▶ **Direction 1**
Return each line in the rows below that contains the string "building", copied without changes.

▶ **Extract**
* START *
Edward Willes (6 November 1723 – 14 January 1787) was an English barrister, politician, and judge.

Early life and family 
Willes was the second surviving son of Sir John Willes, the Chief Justice of the Common Pleas, and his wife Margaret Brewster. He was the younger brother of John Willes MP. Edward Willes (1702-1768), Chief Baron of the Irish Exchequer, was his second cousin.
 
Willes was educated at Worcester College, Oxford and at Lincoln's Inn where he was called to the bar in 1747, and became a bencher in 1757.

In 1752, he married Anne, the daughter of Rev. Edward Taylor of Sutton, Wiltshire. They had 3 sons.

Little Grove
In 1767, Willes purchased Little Grove (now demolished) in East Barnet, the house built for John Cotton of the Middle Temple in 1719. He commissioned Capability Brown to design the gardens.

Career 
Willes became a King's Counsel in 1756, served as Solicitor General for England and Wales from 1766 to 1768, and then became a justice of the Court of King's Bench from 1768 until his death in 1787, aged 63.
* END *
Object point labels:
* START *
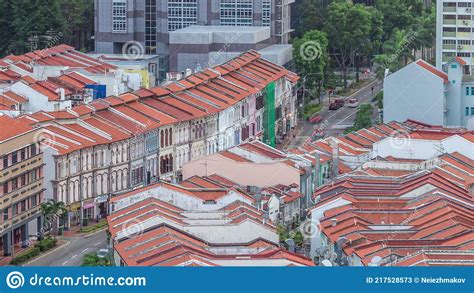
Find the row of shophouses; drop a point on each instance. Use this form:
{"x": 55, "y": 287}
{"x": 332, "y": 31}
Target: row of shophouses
{"x": 110, "y": 146}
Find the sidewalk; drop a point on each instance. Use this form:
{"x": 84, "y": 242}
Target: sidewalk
{"x": 303, "y": 126}
{"x": 74, "y": 231}
{"x": 5, "y": 260}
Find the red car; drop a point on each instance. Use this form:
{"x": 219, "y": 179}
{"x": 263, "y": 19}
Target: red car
{"x": 336, "y": 104}
{"x": 315, "y": 119}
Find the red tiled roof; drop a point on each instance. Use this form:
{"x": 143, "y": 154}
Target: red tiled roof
{"x": 13, "y": 127}
{"x": 432, "y": 69}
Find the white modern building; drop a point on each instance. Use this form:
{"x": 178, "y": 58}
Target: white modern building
{"x": 454, "y": 34}
{"x": 426, "y": 94}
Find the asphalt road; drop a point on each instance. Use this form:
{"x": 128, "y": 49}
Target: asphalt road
{"x": 335, "y": 122}
{"x": 72, "y": 254}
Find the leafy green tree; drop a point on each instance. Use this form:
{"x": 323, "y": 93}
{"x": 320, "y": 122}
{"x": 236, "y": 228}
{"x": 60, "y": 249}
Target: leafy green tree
{"x": 309, "y": 15}
{"x": 398, "y": 15}
{"x": 311, "y": 59}
{"x": 92, "y": 260}
{"x": 79, "y": 17}
{"x": 350, "y": 29}
{"x": 52, "y": 211}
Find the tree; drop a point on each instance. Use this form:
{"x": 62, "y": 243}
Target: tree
{"x": 52, "y": 212}
{"x": 398, "y": 15}
{"x": 79, "y": 17}
{"x": 350, "y": 29}
{"x": 311, "y": 59}
{"x": 92, "y": 260}
{"x": 308, "y": 15}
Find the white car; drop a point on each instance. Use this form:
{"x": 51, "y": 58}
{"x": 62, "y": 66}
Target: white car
{"x": 103, "y": 253}
{"x": 353, "y": 103}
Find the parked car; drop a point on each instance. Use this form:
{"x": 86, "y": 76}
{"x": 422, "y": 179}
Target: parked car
{"x": 353, "y": 103}
{"x": 336, "y": 104}
{"x": 103, "y": 253}
{"x": 317, "y": 134}
{"x": 315, "y": 119}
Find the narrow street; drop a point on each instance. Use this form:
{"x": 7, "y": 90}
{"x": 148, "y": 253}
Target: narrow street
{"x": 72, "y": 254}
{"x": 335, "y": 122}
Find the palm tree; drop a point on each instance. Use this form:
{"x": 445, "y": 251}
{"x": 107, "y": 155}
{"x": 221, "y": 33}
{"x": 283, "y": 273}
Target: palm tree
{"x": 52, "y": 211}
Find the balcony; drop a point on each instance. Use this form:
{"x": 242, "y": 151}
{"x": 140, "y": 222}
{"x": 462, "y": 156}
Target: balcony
{"x": 22, "y": 193}
{"x": 449, "y": 21}
{"x": 449, "y": 9}
{"x": 21, "y": 167}
{"x": 449, "y": 34}
{"x": 449, "y": 47}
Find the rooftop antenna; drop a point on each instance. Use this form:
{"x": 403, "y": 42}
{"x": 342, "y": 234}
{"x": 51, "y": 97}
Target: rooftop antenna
{"x": 375, "y": 262}
{"x": 410, "y": 153}
{"x": 440, "y": 150}
{"x": 326, "y": 263}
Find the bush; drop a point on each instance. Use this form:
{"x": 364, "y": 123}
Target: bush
{"x": 46, "y": 244}
{"x": 25, "y": 256}
{"x": 94, "y": 228}
{"x": 310, "y": 110}
{"x": 363, "y": 118}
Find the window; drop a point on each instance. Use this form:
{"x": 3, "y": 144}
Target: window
{"x": 237, "y": 12}
{"x": 150, "y": 26}
{"x": 266, "y": 12}
{"x": 33, "y": 150}
{"x": 119, "y": 16}
{"x": 14, "y": 183}
{"x": 181, "y": 14}
{"x": 14, "y": 157}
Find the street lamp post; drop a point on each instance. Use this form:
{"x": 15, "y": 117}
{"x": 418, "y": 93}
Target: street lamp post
{"x": 304, "y": 84}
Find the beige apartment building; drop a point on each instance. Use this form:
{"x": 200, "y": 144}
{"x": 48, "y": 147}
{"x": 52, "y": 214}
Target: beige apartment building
{"x": 21, "y": 183}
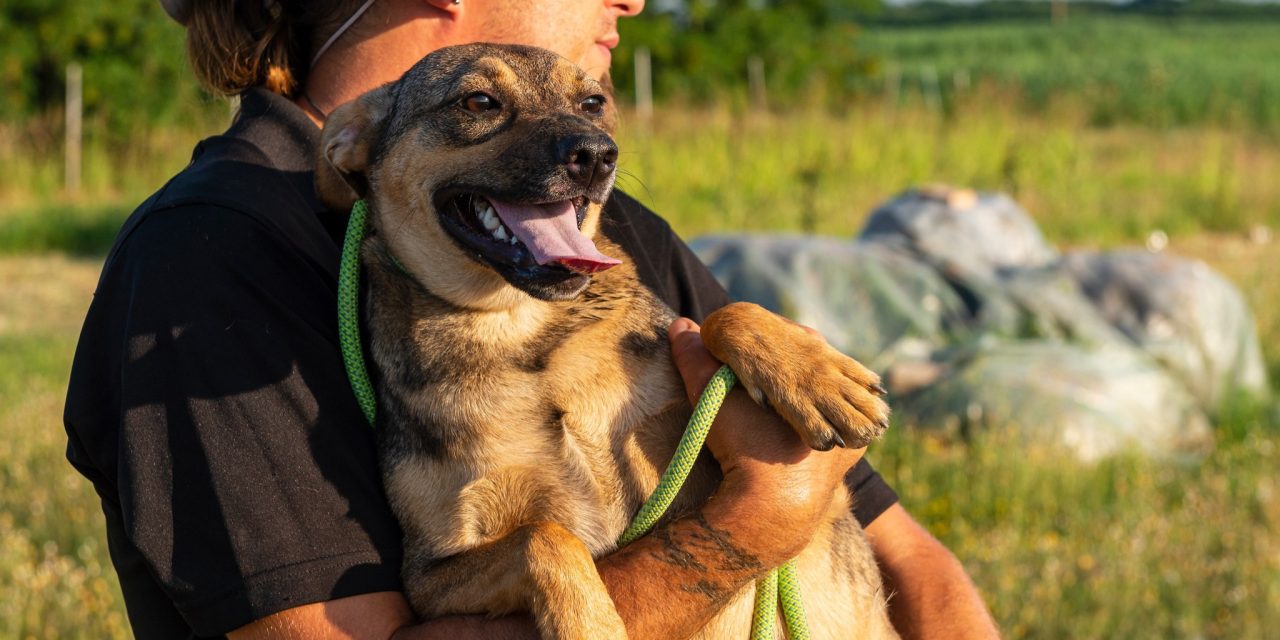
* END *
▶ **Direction 2**
Print everything in the Edward Willes biography above from "Edward Willes (6" down to "design the gardens.", word for word.

▶ **Written solution 1**
Find the white modern building; drop a point on each instance. Use this form:
Target: white modern building
Find the beige apartment building; drop a point on each instance. Use this form:
Target: beige apartment building

▶ **Written solution 2**
Edward Willes (6 November 1723 – 14 January 1787) was an English barrister, politician, and judge.

Early life and family 
Willes was the second surviving son of Sir John Willes, the Chief Justice of the Common Pleas, and his wife Margaret Brewster. He was the younger brother of John Willes MP. Edward Willes (1702-1768), Chief Baron of the Irish Exchequer, was his second cousin.
 
Willes was educated at Worcester College, Oxford and at Lincoln's Inn where he was called to the bar in 1747, and became a bencher in 1757.

In 1752, he married Anne, the daughter of Rev. Edward Taylor of Sutton, Wiltshire. They had 3 sons.

Little Grove
In 1767, Willes purchased Little Grove (now demolished) in East Barnet, the house built for John Cotton of the Middle Temple in 1719. He commissioned Capability Brown to design the gardens.